Proxmox VE 7.3 freezes during heavy load

GabrielLando · Mar 15, 2023

I'm facing an issue with a cluster with 2 Proxmox VE 7.3 machines. Both are very different machines and presents the same issue.

The issue is: the host freezes during a heavy load.
I found a few threads about it, but nothing solved my issue.

Basically, when I try to migrate a VM/CT from a node to another, the node that receives the VM/CT freezes and do a lot of timeouts. It also happens when one VM/CT does a heavy task (that uses a lot of CPU or I/O).

For example, here we have a migration with a VM turned OFF that is happening right now. The first node is working well (the node that is sending the VM), but the second node, the node receiving the VM freezes. It also freezes all VMs and CTs running on this node, all became unresponsible.

Screenshots of the Summary page on these different nodes:

It started since I installed PVE 7.2 on these machines (this was my first time using Proxmox).
I tried a lot of things:
- Updating Kernel
- Changing scheduler governor to a more efficient
- Updating Intel's microcode
- Limiting ZFS memory cache size (in percentage)

The only thing that helped me a bit was limiting ZFS cache. It reduced a lot the amount of freezes, but still happens during migrations and some heavier workloads. So I think it can be something related with I/O.

The common things between these 2 servers:
- Both use Intel CPU
- Both use consumer Sata SSDs with ZFS for OS and main storage pool
- Both run Proxmox VE 7.3 with Kernel 6.1 (I updated from 5.15 trying to fix this issue)

Main differences:
- CPU: Core i7 8700T (Optiplex 3060 Micro) vs Xeon E5 2650 v4 (on a Lenovo server MB)
- Storage: one uses a single Samsung 840 EVO 250GB and the other uses a dual Kingston A400 250GB in RAIDZ-1
- RAM: one uses 32GB SODIMM DDR4 (2666), other uses 64GB DIMM DDR4 with ECC

I installed both OS on the same day. I don't think it's an hardware issue, as the Optiplex machine was working very well with Ubuntu Server previously.
It's not a network issue, as I tried with different network ports on the second machine.

I tried all possible solutions I found on internet and nothing solved my issue.

As I'm not so familiar with PVE, maybe I did something wrong during the PVE installation (it was my first time doing it, but I tried to follow a few tutorials)

By the way, this attempt of migration failed with this error message:

Code:

2023-03-14 19:57:26 19:57:26   15.2G   rpool/data/vm-106-disk-0@__migration__
2023-03-14 19:57:27 19:57:27   15.3G   rpool/data/vm-106-disk-0@__migration__
2023-03-14 19:57:28 19:57:28   15.5G   rpool/data/vm-106-disk-0@__migration__
2023-03-14 20:06:02 command 'zfs destroy rpool/data/vm-106-disk-0@__migration__' failed: got timeout
send/receive failed, cleaning up snapshot(s)..

STORED RECORDS ▸
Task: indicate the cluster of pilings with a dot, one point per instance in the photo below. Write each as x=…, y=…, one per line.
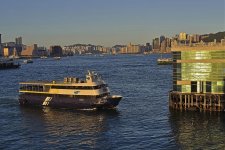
x=197, y=101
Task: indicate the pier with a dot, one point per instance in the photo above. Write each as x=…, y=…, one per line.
x=197, y=101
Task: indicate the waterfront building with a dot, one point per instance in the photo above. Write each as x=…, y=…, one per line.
x=56, y=51
x=29, y=51
x=198, y=76
x=182, y=36
x=18, y=40
x=0, y=44
x=156, y=44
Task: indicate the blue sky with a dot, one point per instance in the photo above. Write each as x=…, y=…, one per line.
x=107, y=22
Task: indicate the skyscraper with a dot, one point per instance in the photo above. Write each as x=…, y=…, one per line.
x=19, y=40
x=0, y=44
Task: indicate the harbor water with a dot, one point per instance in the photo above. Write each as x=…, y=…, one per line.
x=142, y=120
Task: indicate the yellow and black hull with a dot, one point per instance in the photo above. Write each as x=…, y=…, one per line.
x=64, y=101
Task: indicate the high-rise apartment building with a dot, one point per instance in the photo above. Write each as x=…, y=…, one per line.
x=198, y=77
x=18, y=41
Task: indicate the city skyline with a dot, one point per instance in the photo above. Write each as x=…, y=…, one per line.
x=107, y=23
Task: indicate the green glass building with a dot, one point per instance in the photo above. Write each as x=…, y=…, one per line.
x=198, y=75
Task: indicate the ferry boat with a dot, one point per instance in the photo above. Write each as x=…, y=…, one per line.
x=8, y=64
x=164, y=61
x=91, y=93
x=57, y=58
x=26, y=61
x=43, y=57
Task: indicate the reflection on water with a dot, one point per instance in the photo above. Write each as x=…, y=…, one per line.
x=68, y=126
x=193, y=130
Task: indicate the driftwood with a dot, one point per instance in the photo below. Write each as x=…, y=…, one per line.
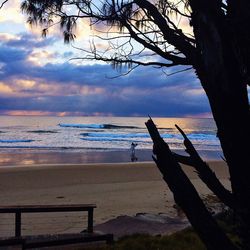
x=185, y=194
x=204, y=172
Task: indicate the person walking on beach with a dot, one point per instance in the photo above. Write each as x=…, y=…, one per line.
x=132, y=148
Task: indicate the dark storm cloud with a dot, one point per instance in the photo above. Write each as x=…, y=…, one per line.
x=144, y=91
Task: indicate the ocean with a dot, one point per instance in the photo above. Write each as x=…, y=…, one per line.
x=22, y=134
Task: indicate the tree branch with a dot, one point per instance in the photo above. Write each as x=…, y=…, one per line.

CHALLENGES ▸
1. Rescale the lines of the listing, starting with the line that contains "Task: indicate the high-rise" and going on through the line that contains "x=107, y=23". Write all of them again, requests included, with every coordinate in the answers multiplied by 0.65 and rounded to a whole number, halves rounded up.
2. Continue the forum post about Proxmox VE freezing under heavy load from the point where it stops.

WRITTEN ANSWERS ▸
1.
Task: indicate the high-rise apartment building with a dot, one point per instance in the photo above. Write each as x=…, y=…, one per line.
x=129, y=50
x=12, y=27
Task: indicate the city skyline with a dot, one point per instance in the photo above. Write each as x=…, y=…, one per line.
x=70, y=15

2.
2023-03-14 20:06:02 ERROR: storage migration for 'local-zfs:vm-106-disk-0' to storage 'local-zfs' failed - command 'set -o pipefail && pvesm export local-zfs:vm-106-disk-0 zfs - -with-snapshots 0 -snapshot __migration__ | /usr/bin/ssh -e none -o 'BatchMode=yes' -o 'HostKeyAlias=Nikita' root@10.0.0.11 -- pvesm import local-zfs:vm-106-disk-0 zfs - -with-snapshots 0 -snapshot __migration__ -delete-snapshot __migration__ -allow-rename 1' failed: exit code 4
2023-03-14 20:06:02 aborting phase 1 - cleanup resources
2023-03-14 20:06:02 ERROR: migration aborted (duration 00:35:52): storage migration for 'local-zfs:vm-106-disk-0' to storage 'local-zfs' failed - command 'set -o pipefail && pvesm export local-zfs:vm-106-disk-0 zfs - -with-snapshots 0 -snapshot __migration__ | /usr/bin/ssh -e none -o 'BatchMode=yes' -o 'HostKeyAlias=Nikita' root@10.0.0.11 -- pvesm import local-zfs:vm-106-disk-0 zfs - -with-snapshots 0 -snapshot __migration__ -delete-snapshot __migration__ -allow-rename 1' failed: exit code 4
TASK ERROR: migration aborted

Falk R. · Mar 15, 2023

Hi,
You can't expect much performance with consumer SSDs. The high I/O delay on the source machine speaks for waiting times on the disk.
In addition, it would be interesting for me to see how heavily the CPU cores are overbooked.
When slow disks/SSDs meet heavily overbooked CPUs, exactly such effects can occur.

Max Carrara · Mar 15, 2023

gabriellando said:
So I think it can be something related with I/O.

Your guess would be correct.

I've dug around a little bit and found some interesting information regarding your Samsung 840 EVO which confirms my suspicions:

[...] a buffer up to 12GB in size to which data is first written before later being transferred to the SSD when there is idle time. The buffer varies by capacity at 3GB for 120 and 250GB, 6GB at 500GB, 9GB at 750GB and 12GB at the top-tier 1TB model.

(Source: https://www.storagereview.com/review/samsung-840-evo-ssd-review)

You can expect a similar thing of your two Kingston A400s.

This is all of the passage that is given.